Exercise objective :: Repeat word for word the part of the passage on grief below that opens with the words containing "Acceptance does not" and closes with "of each person.".

Excerpted passage ::
□ □ □ □ □ □ □
Searching for solutions and ways to overcome their grief may mean that many people will have to restructure their lives with the aim of trying to come to terms with the reality of their situation. Joining help or support groups will give them the tools they need to overcome those intense feelings of sadness and loss.
Cognitive behavioural therapy is particularly effective for those people who suffer with a condition known as ‘complicated grief’ and who tend to avoid reminders of their loss. They become so overwhelmed that they start to close off from their feelings and, if left untreated, can contribute to ill-health and total isolation. Complicated grieving is never a choice, and is usually a combination of the circumstances of the death of the loved one and fear.
Acceptance does not mean forgetting your loved one or not experiencing feelings of sadness anymore. It comes from working through all the other emotional stages and being able to understand and come to terms with the loss. You have processed the painful truth and have now accepted your reality, however, many of the other emotional stages may surface periodically, which is perfectly natural. Acceptance is an ongoing process and is individual to the needs of each person.
Grief is a journey and the above stages can act as a guide throughout the process. However, it would be naive of us to think we can walk through the stages, tick the boxes, and put it away in a drawer to be forgotten. Most people never really accept the loss of a loved one, although they do eventually accept the reality of the loss and the fact that it is permanent. Time is of the essence when grieving, and even though we can never replace what has been lost, we can begin to live again, reach out to others, form relationships, evolve, and eventually make peace with our grief.
□ □ □ □ □ □ □
[Saved data entries]

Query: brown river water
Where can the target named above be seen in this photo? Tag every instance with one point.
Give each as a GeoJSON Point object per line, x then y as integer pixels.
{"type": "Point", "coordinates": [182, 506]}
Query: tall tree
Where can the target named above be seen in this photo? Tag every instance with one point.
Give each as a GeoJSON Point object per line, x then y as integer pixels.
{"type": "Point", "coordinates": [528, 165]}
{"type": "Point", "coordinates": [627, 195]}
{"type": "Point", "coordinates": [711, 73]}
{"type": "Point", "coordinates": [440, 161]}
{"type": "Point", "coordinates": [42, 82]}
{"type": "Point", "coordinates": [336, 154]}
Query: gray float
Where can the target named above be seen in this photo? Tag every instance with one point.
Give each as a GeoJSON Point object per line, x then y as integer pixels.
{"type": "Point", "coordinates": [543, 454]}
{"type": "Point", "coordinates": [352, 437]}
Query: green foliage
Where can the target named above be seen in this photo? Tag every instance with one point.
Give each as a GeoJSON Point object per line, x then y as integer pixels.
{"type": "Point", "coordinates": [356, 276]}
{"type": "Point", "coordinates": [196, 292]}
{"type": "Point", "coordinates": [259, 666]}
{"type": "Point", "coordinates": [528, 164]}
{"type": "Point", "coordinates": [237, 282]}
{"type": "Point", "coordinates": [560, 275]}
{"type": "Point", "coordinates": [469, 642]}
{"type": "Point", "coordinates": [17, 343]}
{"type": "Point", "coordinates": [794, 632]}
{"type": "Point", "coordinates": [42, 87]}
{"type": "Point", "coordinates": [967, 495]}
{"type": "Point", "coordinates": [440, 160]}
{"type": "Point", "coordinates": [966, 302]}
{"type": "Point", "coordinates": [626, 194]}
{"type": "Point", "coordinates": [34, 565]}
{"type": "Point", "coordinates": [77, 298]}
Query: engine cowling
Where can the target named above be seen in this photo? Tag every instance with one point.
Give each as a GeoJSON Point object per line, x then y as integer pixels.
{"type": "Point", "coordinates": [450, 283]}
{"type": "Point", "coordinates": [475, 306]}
□ □ □ □ □ □ □
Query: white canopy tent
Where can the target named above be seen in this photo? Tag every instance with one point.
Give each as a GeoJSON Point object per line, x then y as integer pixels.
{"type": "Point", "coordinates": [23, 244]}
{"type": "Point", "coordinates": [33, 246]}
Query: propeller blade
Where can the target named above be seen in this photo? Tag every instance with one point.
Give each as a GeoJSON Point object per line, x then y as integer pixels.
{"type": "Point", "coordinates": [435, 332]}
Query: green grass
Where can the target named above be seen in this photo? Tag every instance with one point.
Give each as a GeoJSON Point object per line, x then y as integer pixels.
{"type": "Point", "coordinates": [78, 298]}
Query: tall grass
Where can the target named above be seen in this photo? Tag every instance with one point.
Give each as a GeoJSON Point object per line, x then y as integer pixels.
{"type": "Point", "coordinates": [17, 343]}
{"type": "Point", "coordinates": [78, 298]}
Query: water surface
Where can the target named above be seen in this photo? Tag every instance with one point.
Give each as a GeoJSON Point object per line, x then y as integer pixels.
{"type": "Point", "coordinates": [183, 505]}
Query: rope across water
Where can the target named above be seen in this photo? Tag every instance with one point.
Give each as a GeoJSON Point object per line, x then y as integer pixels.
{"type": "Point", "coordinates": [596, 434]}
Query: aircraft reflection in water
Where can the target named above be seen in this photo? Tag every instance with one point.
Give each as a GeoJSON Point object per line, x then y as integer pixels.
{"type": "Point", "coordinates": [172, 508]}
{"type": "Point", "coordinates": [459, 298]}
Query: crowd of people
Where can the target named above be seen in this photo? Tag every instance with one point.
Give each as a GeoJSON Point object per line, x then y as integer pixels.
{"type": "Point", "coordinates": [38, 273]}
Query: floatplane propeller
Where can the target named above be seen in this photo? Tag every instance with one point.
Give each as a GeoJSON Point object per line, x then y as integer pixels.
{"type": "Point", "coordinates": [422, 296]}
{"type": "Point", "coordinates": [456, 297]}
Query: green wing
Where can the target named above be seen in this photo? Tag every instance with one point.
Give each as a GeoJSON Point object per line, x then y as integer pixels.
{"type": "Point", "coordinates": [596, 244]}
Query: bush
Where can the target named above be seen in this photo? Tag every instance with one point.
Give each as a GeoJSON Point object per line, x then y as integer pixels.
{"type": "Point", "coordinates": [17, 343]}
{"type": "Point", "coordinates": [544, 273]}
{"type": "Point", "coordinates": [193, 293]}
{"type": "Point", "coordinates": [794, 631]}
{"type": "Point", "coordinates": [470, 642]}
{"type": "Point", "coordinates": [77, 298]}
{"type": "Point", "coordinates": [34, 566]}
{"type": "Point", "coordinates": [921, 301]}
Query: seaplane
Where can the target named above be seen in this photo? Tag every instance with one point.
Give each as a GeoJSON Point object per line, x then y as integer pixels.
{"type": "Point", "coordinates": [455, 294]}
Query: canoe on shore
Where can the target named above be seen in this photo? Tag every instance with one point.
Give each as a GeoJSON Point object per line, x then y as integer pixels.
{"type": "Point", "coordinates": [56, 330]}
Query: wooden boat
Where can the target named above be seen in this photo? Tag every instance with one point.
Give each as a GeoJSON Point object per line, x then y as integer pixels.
□ □ □ □ □ □ □
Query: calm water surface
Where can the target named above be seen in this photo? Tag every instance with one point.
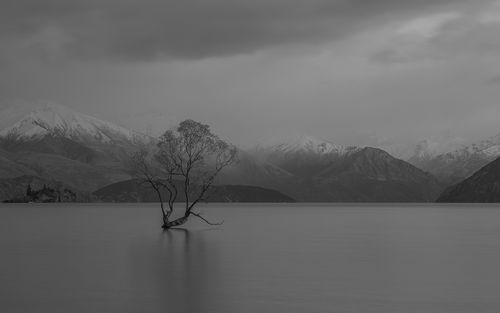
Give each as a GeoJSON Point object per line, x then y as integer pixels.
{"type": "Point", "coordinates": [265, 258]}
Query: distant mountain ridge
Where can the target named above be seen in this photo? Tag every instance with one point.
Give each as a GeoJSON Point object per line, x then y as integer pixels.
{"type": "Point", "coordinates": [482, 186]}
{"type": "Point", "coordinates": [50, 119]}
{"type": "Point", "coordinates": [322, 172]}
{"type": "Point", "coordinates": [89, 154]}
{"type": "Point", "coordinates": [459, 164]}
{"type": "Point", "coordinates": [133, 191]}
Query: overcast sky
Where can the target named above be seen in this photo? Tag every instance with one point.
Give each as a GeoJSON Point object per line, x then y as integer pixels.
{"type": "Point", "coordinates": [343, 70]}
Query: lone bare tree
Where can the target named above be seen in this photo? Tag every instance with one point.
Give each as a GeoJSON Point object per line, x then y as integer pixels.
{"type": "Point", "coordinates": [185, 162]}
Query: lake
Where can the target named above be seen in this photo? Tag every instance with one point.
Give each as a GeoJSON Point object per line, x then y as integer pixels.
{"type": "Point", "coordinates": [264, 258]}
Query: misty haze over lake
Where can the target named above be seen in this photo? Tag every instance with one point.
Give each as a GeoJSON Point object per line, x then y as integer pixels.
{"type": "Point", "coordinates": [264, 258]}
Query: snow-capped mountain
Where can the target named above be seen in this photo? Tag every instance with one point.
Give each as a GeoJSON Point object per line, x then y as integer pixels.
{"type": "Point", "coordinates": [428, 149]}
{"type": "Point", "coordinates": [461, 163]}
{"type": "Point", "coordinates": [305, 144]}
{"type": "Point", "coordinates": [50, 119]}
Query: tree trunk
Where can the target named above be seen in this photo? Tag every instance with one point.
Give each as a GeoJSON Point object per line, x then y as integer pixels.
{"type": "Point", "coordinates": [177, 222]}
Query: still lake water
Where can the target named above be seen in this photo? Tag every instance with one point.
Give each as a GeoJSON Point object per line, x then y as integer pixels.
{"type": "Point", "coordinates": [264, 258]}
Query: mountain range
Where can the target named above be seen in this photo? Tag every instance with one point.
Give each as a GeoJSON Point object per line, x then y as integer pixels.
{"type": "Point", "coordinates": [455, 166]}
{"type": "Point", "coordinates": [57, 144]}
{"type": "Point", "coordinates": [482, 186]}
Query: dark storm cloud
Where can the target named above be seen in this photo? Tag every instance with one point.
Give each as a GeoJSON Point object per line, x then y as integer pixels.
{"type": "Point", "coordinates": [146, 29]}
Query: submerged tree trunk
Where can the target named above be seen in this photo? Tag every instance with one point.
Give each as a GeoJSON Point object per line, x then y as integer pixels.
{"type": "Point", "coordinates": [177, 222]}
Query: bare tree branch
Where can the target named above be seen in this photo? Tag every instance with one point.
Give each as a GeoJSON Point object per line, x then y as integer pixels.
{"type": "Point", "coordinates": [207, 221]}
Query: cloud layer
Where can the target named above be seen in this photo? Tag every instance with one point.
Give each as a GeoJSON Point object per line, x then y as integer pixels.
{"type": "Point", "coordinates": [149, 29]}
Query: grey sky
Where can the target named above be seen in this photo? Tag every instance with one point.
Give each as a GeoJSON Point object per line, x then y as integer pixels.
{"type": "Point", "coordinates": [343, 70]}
□ □ □ □ □ □ □
Output of the task ::
Acceptance does not mean forgetting your loved one or not experiencing feelings of sadness anymore. It comes from working through all the other emotional stages and being able to understand and come to terms with the loss. You have processed the painful truth and have now accepted your reality, however, many of the other emotional stages may surface periodically, which is perfectly natural. Acceptance is an ongoing process and is individual to the needs of each person.